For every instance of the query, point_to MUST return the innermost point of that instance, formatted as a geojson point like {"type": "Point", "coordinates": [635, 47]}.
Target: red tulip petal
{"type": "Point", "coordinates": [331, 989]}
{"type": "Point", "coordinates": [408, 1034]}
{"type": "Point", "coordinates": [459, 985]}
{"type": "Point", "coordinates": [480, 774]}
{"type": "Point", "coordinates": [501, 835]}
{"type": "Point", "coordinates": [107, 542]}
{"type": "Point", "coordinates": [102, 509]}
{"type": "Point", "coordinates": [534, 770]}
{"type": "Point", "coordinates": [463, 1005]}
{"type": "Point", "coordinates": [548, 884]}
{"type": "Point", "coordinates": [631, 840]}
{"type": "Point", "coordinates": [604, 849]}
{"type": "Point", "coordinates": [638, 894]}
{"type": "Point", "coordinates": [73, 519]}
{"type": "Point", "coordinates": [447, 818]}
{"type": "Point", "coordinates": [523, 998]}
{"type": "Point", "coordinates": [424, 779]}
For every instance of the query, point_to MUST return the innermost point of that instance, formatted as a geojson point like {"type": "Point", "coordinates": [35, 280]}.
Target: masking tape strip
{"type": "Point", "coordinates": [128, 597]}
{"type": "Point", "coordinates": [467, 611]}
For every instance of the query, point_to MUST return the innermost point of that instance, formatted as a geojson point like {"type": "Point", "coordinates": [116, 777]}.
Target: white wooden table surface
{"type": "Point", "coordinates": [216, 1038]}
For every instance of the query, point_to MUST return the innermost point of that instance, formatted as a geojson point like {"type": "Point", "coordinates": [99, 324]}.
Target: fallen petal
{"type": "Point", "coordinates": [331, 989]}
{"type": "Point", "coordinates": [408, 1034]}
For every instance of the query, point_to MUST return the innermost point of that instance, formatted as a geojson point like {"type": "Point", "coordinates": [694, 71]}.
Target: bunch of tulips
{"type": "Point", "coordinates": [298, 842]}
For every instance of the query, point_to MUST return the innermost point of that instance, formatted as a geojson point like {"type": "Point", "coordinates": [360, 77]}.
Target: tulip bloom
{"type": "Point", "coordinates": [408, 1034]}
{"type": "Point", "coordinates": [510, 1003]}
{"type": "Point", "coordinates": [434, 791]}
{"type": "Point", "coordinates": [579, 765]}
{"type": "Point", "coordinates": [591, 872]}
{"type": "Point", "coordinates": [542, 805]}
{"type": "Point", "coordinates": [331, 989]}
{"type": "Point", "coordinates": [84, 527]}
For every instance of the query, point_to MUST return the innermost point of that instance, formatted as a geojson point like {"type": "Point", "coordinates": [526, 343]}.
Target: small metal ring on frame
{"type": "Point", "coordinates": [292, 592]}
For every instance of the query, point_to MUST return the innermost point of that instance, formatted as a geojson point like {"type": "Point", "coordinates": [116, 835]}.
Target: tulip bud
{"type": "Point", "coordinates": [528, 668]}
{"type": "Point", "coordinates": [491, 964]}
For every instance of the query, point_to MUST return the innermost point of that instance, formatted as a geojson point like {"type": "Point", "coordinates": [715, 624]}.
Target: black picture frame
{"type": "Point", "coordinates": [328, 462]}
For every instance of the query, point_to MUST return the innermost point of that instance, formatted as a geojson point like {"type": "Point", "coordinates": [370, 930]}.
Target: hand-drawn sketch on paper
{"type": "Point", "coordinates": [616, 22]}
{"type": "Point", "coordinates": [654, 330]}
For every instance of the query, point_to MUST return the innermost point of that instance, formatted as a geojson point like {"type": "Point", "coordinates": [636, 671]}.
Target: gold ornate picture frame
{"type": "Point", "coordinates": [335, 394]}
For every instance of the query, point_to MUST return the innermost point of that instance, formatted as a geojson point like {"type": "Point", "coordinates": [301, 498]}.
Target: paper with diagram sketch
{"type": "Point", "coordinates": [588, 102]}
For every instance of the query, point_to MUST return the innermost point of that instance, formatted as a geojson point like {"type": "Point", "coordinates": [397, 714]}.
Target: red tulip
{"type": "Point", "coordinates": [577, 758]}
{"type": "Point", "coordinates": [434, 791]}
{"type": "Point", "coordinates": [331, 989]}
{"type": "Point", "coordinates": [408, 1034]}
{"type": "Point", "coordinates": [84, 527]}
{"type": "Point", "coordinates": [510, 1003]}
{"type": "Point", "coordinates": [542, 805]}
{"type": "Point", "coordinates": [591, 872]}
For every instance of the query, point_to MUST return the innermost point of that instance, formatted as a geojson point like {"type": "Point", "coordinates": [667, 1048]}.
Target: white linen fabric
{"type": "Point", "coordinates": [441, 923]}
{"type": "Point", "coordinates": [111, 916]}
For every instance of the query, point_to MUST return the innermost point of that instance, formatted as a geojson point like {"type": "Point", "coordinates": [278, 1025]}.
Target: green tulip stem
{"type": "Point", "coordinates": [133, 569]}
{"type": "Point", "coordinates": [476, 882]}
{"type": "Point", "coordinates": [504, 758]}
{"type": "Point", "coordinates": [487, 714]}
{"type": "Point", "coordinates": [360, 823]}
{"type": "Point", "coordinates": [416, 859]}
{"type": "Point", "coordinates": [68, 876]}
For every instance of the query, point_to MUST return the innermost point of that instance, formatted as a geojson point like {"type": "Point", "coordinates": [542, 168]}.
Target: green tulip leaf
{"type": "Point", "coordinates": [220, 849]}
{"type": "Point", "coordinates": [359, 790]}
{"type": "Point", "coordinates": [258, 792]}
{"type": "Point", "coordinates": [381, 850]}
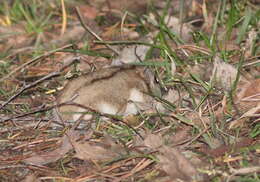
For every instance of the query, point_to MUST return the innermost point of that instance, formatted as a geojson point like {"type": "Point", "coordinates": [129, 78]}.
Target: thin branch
{"type": "Point", "coordinates": [88, 29]}
{"type": "Point", "coordinates": [53, 74]}
{"type": "Point", "coordinates": [34, 60]}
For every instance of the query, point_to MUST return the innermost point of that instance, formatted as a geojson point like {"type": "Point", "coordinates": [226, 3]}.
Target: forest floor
{"type": "Point", "coordinates": [205, 56]}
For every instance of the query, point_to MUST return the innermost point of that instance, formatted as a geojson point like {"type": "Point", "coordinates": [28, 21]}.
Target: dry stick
{"type": "Point", "coordinates": [54, 74]}
{"type": "Point", "coordinates": [34, 60]}
{"type": "Point", "coordinates": [33, 112]}
{"type": "Point", "coordinates": [88, 29]}
{"type": "Point", "coordinates": [105, 115]}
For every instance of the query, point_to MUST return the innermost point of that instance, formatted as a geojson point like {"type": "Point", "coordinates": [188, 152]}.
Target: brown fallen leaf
{"type": "Point", "coordinates": [171, 160]}
{"type": "Point", "coordinates": [48, 157]}
{"type": "Point", "coordinates": [247, 101]}
{"type": "Point", "coordinates": [103, 150]}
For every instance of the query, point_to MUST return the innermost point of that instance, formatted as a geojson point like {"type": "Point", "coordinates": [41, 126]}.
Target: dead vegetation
{"type": "Point", "coordinates": [203, 62]}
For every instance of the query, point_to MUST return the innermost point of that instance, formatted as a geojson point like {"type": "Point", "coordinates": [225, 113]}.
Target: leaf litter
{"type": "Point", "coordinates": [196, 110]}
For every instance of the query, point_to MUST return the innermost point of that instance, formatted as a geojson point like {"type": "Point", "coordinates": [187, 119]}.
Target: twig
{"type": "Point", "coordinates": [105, 115]}
{"type": "Point", "coordinates": [34, 60]}
{"type": "Point", "coordinates": [88, 29]}
{"type": "Point", "coordinates": [53, 74]}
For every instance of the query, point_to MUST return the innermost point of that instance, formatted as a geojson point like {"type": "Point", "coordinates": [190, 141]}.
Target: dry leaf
{"type": "Point", "coordinates": [153, 141]}
{"type": "Point", "coordinates": [224, 74]}
{"type": "Point", "coordinates": [176, 165]}
{"type": "Point", "coordinates": [48, 157]}
{"type": "Point", "coordinates": [103, 150]}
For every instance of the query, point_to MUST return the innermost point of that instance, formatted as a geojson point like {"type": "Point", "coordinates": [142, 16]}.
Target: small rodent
{"type": "Point", "coordinates": [114, 90]}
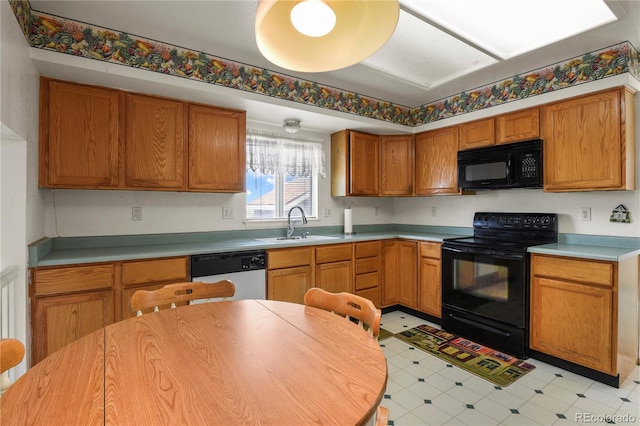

_Stated exercise_: Please identify each line in the entries above that contains the word "petal" and copy every such line in full.

_Written solution_:
Target: red tulip petal
Target: fallen petal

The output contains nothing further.